Reprint the whole of the data exactly.

-------- Data for processing --------

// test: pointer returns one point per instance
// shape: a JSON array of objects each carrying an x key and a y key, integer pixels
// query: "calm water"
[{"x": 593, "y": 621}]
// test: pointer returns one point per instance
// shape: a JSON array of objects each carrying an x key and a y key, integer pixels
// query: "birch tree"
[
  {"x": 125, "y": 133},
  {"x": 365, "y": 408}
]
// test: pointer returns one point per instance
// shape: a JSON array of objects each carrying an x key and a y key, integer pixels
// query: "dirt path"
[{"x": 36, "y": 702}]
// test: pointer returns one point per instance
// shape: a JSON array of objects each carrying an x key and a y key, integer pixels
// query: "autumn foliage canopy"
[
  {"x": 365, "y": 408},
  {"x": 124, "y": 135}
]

--------

Task response →
// test: pointer returns one point per instance
// shape: a JSON array of objects each carrying an x key and a y key, integer pixels
// query: "calm water"
[{"x": 593, "y": 621}]
// test: pointer returns one point per instance
// shape: a JSON array of objects each carrying an x key and a y key, integer pixels
// query: "birch tree"
[
  {"x": 125, "y": 133},
  {"x": 365, "y": 408}
]
// test: pointer returns one point per instance
// shape: a JSON array of objects each carrying an x key and a y key, integer pixels
// query: "dirt path"
[{"x": 36, "y": 702}]
// test: pointer returns one point per instance
// shape: a JSON array of objects each carrying an x key and a y key, integer pixels
// query: "autumn foliage canopy"
[
  {"x": 365, "y": 408},
  {"x": 124, "y": 135}
]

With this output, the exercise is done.